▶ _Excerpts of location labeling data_
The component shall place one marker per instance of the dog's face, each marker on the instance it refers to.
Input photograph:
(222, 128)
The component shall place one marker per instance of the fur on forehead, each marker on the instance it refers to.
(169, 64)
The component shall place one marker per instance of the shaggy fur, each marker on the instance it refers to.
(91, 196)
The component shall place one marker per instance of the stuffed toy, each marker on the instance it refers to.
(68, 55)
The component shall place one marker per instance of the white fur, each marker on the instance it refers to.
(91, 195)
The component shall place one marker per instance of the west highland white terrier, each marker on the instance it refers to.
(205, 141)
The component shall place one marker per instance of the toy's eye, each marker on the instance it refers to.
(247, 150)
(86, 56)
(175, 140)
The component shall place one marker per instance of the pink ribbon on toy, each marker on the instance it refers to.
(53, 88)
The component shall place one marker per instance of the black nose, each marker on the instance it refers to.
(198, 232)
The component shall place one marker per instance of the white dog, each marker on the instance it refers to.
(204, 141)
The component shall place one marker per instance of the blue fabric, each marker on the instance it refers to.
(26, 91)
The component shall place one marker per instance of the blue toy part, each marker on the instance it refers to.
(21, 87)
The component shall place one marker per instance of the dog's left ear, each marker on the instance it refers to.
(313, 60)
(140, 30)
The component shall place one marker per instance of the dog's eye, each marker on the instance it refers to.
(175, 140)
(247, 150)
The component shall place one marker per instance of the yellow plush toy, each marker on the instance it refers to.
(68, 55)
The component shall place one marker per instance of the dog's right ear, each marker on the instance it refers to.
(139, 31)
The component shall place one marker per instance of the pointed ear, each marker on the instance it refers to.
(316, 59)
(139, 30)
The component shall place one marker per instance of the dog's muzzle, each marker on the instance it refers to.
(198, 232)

▶ _Task to complete_
Repeat the entries above exactly, leaving nothing out.

▶ _Answer for this exercise_
The component shall place one marker per instance of the dog's face, each marker on the instance it refers to.
Input photograph:
(222, 128)
The component shall place one marker per instance of the fur on forehead, each marker on the instance it refers to.
(169, 64)
The component shall place one marker per instance of the shaggy fur, each marker on the instance it refers to.
(91, 196)
The component shall place one marker per instance of the stuffed toy, each marker on the instance it refers to.
(68, 55)
The component shall place one marker per instance of the white fur, each marker on the instance it refers to.
(91, 195)
The component shall place one marker per instance of the west highland white terrier, each marker on the instance it refers to.
(205, 141)
The component shall place one marker per instance of the toy's eye, each marker on the instance it refers to.
(247, 150)
(86, 56)
(175, 140)
The component shall place one marker per instance of the pink ribbon on toy, each marker on the instance it refers to.
(53, 88)
The component shall place one marker per instance of the black nose, each marker on the instance it refers to.
(198, 232)
The component shall place one marker per instance of the white dog, each marker on the instance it refers to.
(204, 141)
The component shall place one marker per instance of the blue fabric, each marker on the instance it refers to.
(26, 91)
The component shall place one marker per instance of the blue toy part, each marker on the instance it refers to.
(21, 87)
The component shall place one marker per instance of the dog's left ear, each marker on the instance it refers to.
(313, 60)
(140, 30)
The component shall place one marker per instance of the dog's eye, each marker on the instance it refers to.
(175, 140)
(247, 150)
The component shall place one marker per instance of the yellow plush toy, each marker on the instance it refers to.
(68, 55)
The component shall place one marker per instance of the dog's right ear, each marker on the instance it refers to.
(139, 31)
The component shall place one marker per instance of the pointed ear, each marker on the instance it refers to.
(316, 59)
(139, 30)
The component shall place one marker per instance of the dog's muzzle, each marker on the instance it refers to.
(198, 232)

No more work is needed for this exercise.